Stored items:
◆ ◆ ◆ ◆
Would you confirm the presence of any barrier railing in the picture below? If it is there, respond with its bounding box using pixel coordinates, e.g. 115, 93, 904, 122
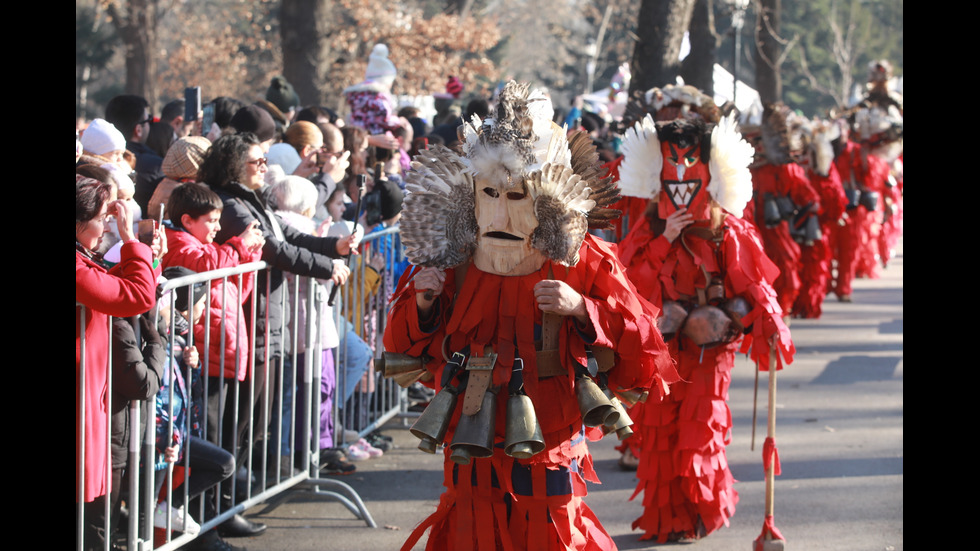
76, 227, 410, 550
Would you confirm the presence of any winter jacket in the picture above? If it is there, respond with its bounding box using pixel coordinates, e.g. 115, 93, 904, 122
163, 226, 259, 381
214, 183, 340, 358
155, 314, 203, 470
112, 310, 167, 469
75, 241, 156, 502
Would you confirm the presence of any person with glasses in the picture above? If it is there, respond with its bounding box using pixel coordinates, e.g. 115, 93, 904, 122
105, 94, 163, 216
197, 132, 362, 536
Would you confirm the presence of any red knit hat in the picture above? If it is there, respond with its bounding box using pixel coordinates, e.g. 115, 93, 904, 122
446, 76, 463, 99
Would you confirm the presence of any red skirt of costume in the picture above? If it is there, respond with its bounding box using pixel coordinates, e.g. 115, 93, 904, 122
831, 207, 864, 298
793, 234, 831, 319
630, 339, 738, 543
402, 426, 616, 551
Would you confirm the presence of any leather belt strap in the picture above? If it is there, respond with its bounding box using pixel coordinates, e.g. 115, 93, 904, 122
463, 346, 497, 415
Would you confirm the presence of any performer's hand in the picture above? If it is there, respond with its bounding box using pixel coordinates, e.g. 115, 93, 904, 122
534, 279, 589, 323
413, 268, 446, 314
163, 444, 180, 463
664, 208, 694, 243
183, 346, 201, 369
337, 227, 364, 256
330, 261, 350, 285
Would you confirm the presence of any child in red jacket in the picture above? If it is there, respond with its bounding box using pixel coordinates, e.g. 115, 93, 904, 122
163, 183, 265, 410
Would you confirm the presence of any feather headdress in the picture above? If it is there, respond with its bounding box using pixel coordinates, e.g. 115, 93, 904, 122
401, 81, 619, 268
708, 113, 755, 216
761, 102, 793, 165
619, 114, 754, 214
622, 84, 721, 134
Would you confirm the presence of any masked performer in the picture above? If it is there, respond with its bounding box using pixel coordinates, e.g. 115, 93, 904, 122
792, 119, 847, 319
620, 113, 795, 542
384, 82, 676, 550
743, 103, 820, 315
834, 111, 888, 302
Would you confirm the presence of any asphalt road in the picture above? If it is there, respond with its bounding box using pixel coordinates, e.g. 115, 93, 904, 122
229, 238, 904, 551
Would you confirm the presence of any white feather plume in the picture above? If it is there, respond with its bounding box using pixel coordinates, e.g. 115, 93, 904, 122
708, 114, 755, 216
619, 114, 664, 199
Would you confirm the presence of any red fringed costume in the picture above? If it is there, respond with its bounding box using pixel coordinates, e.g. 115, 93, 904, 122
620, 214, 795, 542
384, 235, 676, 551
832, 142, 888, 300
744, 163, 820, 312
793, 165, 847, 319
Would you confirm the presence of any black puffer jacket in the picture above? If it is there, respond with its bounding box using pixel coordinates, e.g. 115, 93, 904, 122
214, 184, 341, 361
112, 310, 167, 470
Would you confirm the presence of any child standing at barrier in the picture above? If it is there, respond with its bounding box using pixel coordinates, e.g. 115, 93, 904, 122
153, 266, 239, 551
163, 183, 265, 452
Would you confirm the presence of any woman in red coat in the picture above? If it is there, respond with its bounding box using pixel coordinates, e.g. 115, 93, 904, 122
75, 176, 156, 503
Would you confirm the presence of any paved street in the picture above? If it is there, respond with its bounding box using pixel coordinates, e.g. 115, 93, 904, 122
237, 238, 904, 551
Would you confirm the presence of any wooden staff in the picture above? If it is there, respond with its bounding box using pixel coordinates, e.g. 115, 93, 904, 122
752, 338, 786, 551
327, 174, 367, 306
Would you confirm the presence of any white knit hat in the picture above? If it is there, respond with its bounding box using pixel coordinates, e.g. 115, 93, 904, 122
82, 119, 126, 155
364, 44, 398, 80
◆ ◆ ◆ ◆
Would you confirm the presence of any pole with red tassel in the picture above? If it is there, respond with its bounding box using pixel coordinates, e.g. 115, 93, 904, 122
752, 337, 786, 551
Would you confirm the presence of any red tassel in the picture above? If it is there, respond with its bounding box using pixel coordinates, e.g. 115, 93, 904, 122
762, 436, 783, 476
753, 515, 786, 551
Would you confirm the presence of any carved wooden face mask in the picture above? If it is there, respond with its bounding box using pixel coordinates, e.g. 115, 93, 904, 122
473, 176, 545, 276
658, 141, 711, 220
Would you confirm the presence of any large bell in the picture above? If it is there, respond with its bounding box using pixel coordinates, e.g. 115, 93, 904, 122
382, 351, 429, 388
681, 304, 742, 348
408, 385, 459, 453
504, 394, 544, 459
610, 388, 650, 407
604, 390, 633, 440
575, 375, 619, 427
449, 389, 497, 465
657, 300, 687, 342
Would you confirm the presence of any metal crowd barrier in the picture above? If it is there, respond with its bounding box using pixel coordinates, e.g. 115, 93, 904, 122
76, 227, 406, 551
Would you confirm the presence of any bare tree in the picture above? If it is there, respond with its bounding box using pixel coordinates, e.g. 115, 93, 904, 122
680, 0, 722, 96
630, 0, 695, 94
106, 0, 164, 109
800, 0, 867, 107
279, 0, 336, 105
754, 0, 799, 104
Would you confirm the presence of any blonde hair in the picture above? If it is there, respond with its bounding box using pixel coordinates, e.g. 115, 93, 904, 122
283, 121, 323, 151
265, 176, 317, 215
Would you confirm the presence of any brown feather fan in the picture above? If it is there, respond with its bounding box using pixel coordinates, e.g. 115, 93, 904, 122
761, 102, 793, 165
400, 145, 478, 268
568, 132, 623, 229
◆ ◆ ◆ ◆
What you have to do: Could you copy, word for word, every line between the one holding "Would you confirm the presence of any barrier" and the one holding "75, 241, 156, 502", inclusive, leaving the pictures out?

Solution:
Would you confirm the presence of any barrier railing in the picture below? If it is there, respond with its bounding box using pixel coordinates, e.g. 115, 93, 904, 122
76, 227, 410, 550
Would you confirm the presence of any winter jacket in the picture above? If it is there, respond with its bounding box using pixel coordinates, e.g. 115, 93, 904, 122
163, 226, 259, 381
214, 183, 340, 358
155, 314, 203, 470
112, 310, 167, 469
75, 241, 156, 502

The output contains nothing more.